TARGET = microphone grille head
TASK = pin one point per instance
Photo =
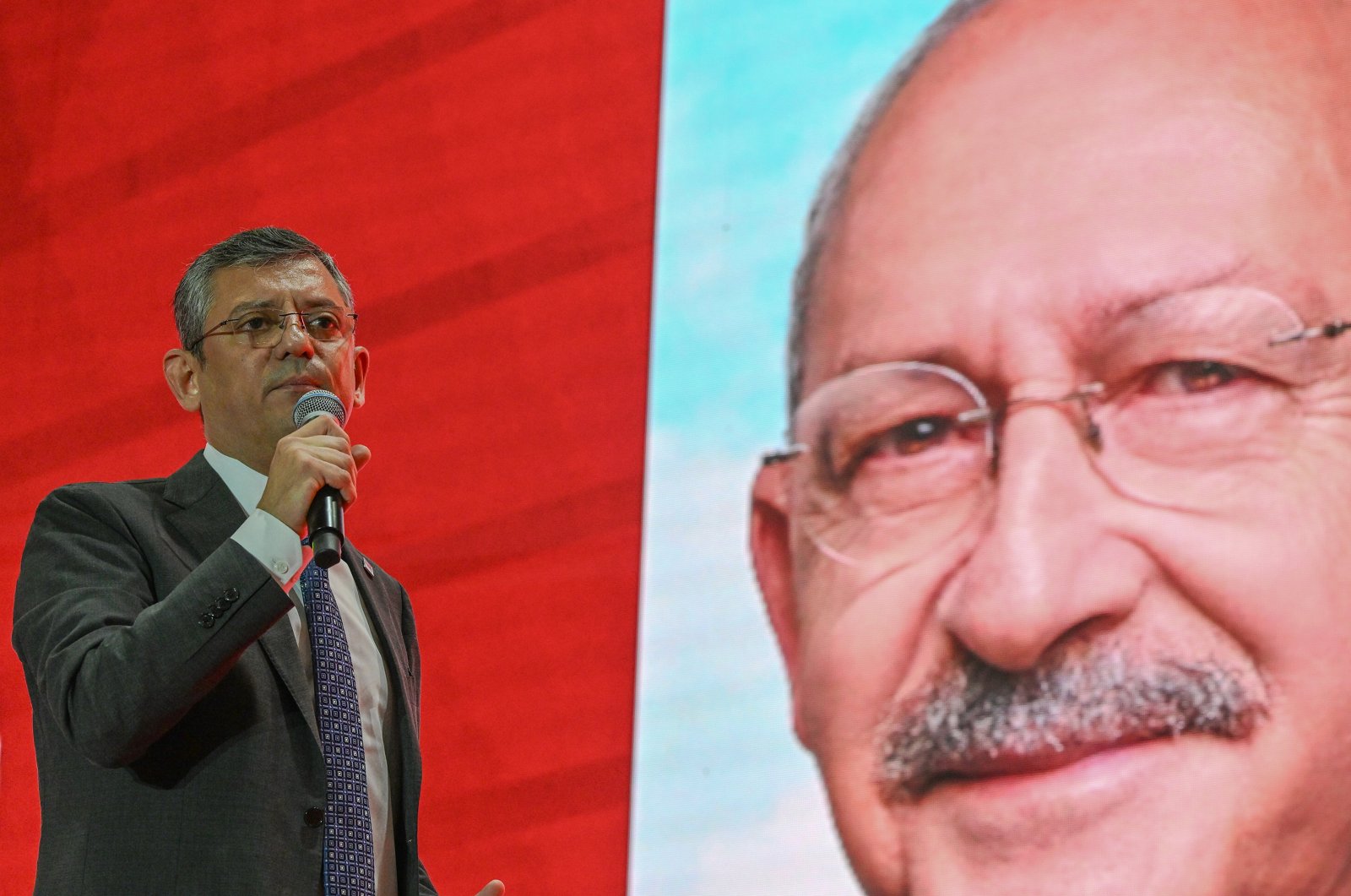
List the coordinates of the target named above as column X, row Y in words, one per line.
column 315, row 403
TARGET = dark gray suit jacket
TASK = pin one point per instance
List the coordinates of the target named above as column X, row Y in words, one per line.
column 175, row 757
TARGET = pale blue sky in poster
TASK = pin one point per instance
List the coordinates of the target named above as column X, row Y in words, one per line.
column 756, row 99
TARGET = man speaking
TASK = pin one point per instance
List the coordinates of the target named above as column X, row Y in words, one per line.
column 213, row 711
column 1057, row 553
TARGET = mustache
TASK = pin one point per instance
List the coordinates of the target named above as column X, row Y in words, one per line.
column 973, row 715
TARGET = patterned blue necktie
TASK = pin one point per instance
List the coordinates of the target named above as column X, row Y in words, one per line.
column 349, row 855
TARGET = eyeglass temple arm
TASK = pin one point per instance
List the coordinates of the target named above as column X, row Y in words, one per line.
column 1330, row 330
column 784, row 454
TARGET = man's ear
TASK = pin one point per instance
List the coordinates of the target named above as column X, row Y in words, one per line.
column 182, row 372
column 773, row 558
column 361, row 362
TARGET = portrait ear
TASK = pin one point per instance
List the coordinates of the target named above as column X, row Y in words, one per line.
column 182, row 373
column 773, row 558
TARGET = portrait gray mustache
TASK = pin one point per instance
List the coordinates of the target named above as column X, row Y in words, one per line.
column 973, row 716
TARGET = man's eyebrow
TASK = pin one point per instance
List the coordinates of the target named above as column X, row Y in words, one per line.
column 1100, row 314
column 270, row 303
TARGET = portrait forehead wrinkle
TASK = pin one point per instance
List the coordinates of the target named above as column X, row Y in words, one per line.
column 1292, row 105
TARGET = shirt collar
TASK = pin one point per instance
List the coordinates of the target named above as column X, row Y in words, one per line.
column 245, row 483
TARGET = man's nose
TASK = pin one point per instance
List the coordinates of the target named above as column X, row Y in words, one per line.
column 295, row 338
column 1050, row 562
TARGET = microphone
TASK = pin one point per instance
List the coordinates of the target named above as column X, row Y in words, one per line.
column 324, row 517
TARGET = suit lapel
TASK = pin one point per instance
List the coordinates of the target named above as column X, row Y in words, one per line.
column 206, row 515
column 383, row 610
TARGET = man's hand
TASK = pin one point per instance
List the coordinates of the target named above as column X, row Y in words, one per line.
column 317, row 454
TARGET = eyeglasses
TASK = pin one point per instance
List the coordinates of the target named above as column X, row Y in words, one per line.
column 263, row 328
column 1195, row 400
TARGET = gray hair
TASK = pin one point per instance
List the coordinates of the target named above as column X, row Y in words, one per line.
column 256, row 247
column 830, row 195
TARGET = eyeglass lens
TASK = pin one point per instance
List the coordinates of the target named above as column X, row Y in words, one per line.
column 265, row 326
column 1195, row 400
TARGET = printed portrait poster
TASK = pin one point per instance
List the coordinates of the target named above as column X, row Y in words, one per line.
column 756, row 100
column 1064, row 484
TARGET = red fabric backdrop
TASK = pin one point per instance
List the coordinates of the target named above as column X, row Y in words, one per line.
column 484, row 173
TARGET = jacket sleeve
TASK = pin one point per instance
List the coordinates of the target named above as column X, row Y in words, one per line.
column 111, row 662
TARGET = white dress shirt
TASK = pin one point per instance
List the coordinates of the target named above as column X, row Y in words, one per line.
column 279, row 549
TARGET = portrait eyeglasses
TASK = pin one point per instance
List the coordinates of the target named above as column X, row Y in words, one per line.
column 263, row 328
column 1193, row 399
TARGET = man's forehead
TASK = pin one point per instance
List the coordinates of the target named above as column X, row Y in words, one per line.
column 303, row 281
column 1010, row 186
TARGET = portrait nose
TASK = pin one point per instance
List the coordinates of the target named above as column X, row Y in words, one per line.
column 1049, row 564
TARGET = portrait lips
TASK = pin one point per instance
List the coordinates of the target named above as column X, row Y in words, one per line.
column 976, row 722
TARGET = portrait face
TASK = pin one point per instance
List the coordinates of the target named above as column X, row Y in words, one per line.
column 247, row 394
column 1060, row 567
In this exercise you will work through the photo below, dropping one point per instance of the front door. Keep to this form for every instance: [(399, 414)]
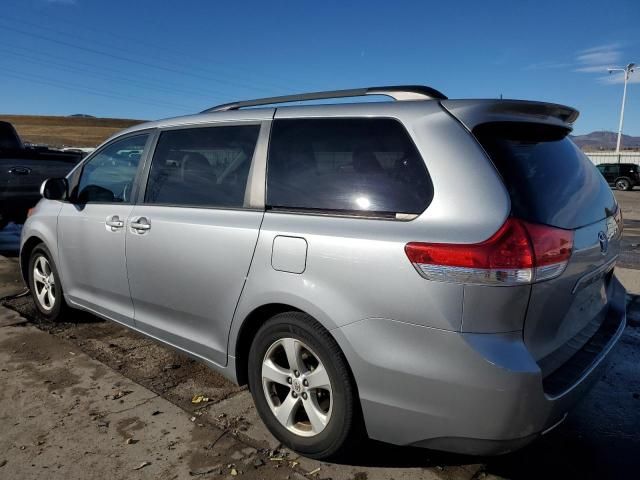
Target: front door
[(91, 230), (190, 240)]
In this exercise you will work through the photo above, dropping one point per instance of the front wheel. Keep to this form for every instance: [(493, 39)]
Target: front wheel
[(44, 283), (302, 387)]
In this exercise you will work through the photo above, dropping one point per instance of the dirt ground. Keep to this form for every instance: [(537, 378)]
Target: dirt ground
[(599, 439)]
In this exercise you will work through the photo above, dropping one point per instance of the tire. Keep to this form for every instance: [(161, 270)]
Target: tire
[(623, 184), (341, 428), (47, 294)]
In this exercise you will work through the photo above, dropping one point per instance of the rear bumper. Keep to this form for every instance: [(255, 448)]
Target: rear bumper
[(468, 393)]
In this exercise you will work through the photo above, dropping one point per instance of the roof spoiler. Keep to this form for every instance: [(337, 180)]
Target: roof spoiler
[(397, 92), (472, 113)]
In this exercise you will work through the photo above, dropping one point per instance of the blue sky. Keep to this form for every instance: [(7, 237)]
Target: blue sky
[(153, 59)]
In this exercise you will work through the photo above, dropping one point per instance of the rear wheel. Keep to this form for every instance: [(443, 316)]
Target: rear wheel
[(302, 387), (44, 283), (623, 184)]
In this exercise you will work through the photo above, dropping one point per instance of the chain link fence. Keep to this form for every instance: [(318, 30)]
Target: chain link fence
[(613, 157)]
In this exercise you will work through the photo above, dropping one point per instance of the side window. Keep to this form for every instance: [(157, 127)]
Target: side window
[(108, 177), (360, 166), (205, 167)]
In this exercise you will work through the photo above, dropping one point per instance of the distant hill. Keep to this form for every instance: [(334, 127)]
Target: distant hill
[(73, 131), (604, 140)]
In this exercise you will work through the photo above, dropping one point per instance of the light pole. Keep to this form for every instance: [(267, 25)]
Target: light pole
[(628, 70)]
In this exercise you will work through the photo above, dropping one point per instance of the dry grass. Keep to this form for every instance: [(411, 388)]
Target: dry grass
[(66, 131)]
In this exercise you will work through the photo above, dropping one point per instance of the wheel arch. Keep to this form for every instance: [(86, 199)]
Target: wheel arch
[(25, 255), (247, 332)]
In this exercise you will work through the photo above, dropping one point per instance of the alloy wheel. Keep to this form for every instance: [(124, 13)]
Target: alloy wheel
[(44, 283), (297, 387)]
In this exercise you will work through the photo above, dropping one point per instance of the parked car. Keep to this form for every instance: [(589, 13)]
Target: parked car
[(22, 171), (426, 272), (624, 176)]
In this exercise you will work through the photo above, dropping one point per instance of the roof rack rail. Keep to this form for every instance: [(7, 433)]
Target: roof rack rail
[(397, 92)]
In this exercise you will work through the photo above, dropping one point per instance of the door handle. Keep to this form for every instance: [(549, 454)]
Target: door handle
[(114, 223), (141, 225)]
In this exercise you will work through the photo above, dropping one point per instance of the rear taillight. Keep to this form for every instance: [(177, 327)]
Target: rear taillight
[(519, 252)]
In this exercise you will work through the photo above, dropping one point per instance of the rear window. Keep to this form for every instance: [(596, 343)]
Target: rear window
[(362, 166), (549, 179)]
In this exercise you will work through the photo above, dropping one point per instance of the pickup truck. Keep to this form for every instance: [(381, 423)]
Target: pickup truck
[(22, 171)]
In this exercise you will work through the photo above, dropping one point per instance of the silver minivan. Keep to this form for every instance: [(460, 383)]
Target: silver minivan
[(423, 271)]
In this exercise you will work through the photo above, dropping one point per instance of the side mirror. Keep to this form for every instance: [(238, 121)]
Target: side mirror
[(54, 189)]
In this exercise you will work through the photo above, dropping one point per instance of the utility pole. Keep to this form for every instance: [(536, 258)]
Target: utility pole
[(628, 70)]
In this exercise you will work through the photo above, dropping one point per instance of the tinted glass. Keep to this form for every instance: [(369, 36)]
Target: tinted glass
[(549, 179), (108, 177), (350, 165), (206, 167)]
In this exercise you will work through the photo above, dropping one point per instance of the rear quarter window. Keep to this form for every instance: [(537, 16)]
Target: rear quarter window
[(549, 179), (366, 166)]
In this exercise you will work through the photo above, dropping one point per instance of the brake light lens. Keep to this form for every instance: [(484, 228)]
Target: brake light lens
[(518, 253)]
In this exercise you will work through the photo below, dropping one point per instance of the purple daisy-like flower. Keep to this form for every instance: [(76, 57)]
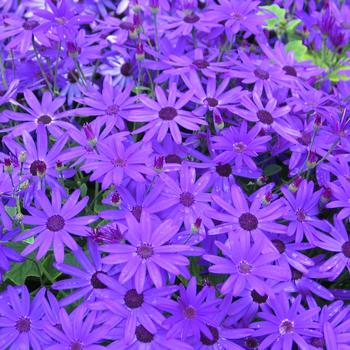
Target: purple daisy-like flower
[(116, 160), (111, 106), (285, 323), (54, 223), (337, 241), (192, 314), (78, 331), (246, 265), (166, 114), (240, 217), (20, 320), (84, 281), (132, 308), (148, 251), (239, 146), (267, 117), (302, 211), (37, 113), (184, 199)]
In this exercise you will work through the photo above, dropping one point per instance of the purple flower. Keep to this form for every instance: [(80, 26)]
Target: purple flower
[(242, 218), (148, 251), (184, 199), (20, 320), (267, 117), (166, 114), (84, 281), (111, 106), (285, 323), (54, 224), (130, 307), (77, 331), (239, 146), (115, 160), (44, 113), (192, 314), (246, 265), (302, 212)]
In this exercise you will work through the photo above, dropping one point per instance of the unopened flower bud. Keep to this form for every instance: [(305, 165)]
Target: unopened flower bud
[(293, 187), (116, 199), (312, 160), (195, 227), (218, 121), (158, 164), (22, 156), (140, 53), (8, 165)]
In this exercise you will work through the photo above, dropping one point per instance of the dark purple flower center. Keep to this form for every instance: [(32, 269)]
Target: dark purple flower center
[(95, 282), (244, 267), (211, 101), (265, 116), (300, 215), (38, 167), (143, 335), (23, 324), (132, 299), (192, 18), (119, 162), (280, 246), (296, 275), (251, 343), (257, 298), (125, 69), (248, 221), (201, 64), (30, 24), (167, 113), (239, 147), (186, 199), (318, 343), (224, 170), (112, 110), (261, 74), (173, 159), (76, 346), (73, 76), (137, 211), (55, 223), (190, 312), (286, 326), (346, 249), (44, 119), (305, 138), (126, 26), (145, 250), (290, 70), (215, 336)]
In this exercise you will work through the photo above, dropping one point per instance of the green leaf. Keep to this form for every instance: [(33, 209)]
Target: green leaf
[(279, 13), (272, 169), (20, 271), (83, 190), (299, 49)]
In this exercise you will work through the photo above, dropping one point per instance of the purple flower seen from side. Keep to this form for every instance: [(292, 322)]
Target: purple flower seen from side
[(148, 252), (20, 320), (54, 224), (166, 113)]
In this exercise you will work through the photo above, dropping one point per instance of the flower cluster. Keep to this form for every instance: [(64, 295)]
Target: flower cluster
[(174, 174)]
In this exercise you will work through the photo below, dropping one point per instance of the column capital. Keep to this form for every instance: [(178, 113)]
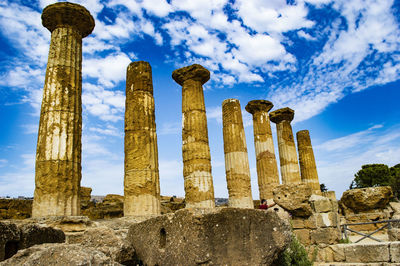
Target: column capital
[(65, 13), (194, 72), (282, 114), (258, 105)]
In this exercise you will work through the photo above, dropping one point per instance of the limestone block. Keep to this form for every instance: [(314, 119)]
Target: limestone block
[(394, 250), (290, 170), (294, 198), (329, 235), (395, 207), (371, 252), (328, 219), (59, 254), (394, 234), (332, 253), (320, 204), (222, 236), (303, 235), (297, 223), (9, 238), (364, 199)]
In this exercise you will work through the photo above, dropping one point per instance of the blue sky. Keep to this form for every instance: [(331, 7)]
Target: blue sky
[(336, 63)]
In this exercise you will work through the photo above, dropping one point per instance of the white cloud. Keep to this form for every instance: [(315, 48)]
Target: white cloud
[(344, 156), (108, 70)]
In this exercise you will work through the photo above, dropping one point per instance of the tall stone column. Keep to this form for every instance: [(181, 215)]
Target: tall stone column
[(308, 167), (236, 159), (267, 167), (199, 187), (58, 154), (141, 181), (290, 170)]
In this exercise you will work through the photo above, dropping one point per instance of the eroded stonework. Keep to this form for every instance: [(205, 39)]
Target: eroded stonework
[(236, 159), (58, 155), (290, 170), (308, 167), (199, 189), (141, 181), (267, 167)]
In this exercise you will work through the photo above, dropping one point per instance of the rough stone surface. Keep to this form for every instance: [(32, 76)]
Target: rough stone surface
[(141, 181), (225, 236), (364, 199), (267, 168), (14, 237), (290, 170), (395, 251), (328, 235), (294, 198), (308, 168), (371, 252), (322, 204), (199, 188), (32, 234), (104, 239), (236, 159), (9, 238), (58, 154), (394, 234), (59, 254), (15, 208)]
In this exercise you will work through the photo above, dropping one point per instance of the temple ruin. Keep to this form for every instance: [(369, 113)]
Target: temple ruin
[(141, 180), (308, 168), (199, 188), (267, 167), (290, 170), (58, 155), (236, 159)]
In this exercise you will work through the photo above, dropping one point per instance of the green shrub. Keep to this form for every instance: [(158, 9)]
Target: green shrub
[(294, 255)]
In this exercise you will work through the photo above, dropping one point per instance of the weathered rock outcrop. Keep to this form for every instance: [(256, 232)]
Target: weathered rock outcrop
[(364, 199), (14, 237), (15, 208), (226, 236), (105, 239), (59, 254), (294, 198)]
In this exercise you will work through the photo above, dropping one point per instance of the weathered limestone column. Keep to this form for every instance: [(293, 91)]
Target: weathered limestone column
[(308, 167), (58, 154), (290, 170), (267, 167), (236, 159), (199, 187), (141, 180)]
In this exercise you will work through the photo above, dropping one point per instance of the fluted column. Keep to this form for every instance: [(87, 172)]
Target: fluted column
[(199, 187), (290, 170), (236, 159), (141, 180), (308, 168), (267, 167), (58, 154)]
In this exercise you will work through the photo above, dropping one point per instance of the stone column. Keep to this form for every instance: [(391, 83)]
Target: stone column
[(141, 180), (58, 155), (267, 167), (236, 159), (290, 170), (308, 167), (199, 187)]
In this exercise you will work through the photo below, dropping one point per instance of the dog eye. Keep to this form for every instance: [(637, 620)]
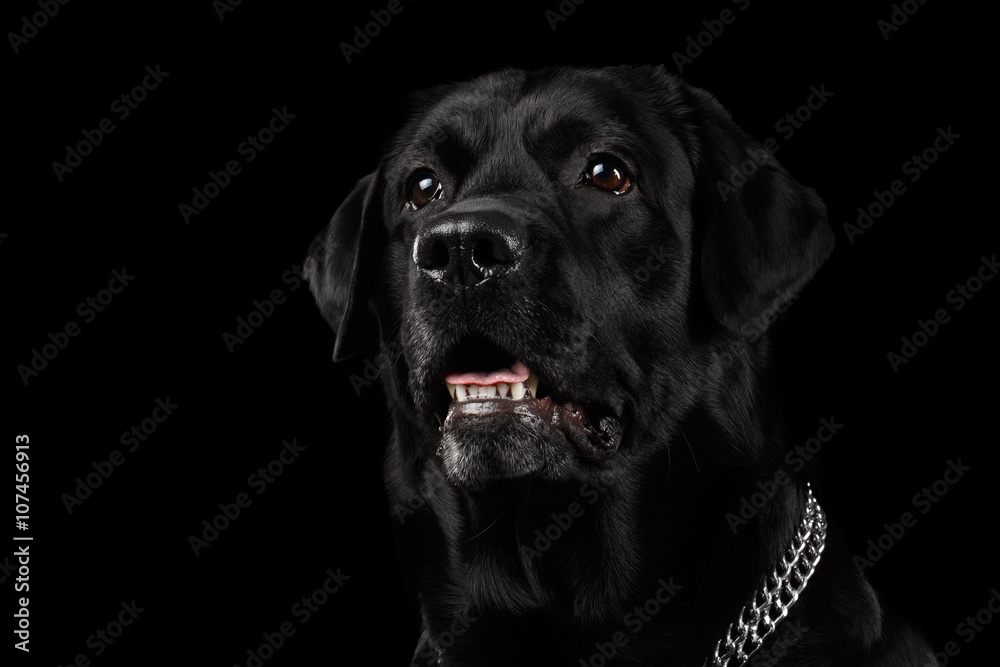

WHAT IS NEEDED: Rewrite the records from the line holding "instance: [(411, 388)]" through the line holding "[(22, 171), (426, 272), (624, 176)]", inclusive, raising every coordinate in the answers by 105 and leaving all other text unchanged.

RESULT:
In this exercise you will work through the photo above, dropping one point per instance of the dry grass. Keep to this form for every instance: [(411, 388)]
Target: dry grass
[(171, 236)]
In this exercise you will work through the photo above, dropping one point per instance of the wheel arch. Keep to this form for every instance: [(86, 199)]
Target: wheel arch
[(130, 360), (352, 437)]
In this exercise you will work through the photo above, dropping one point per instance of the alloy wheel. Keep to this form for every instance: [(124, 13)]
Target: alloy wheel
[(149, 388), (402, 492)]
In this exercise you will work through the photo above, dropping one point per instance of the parked car. Keep to this form for every instance: [(589, 13)]
Target: parked car
[(127, 276), (531, 377), (729, 281)]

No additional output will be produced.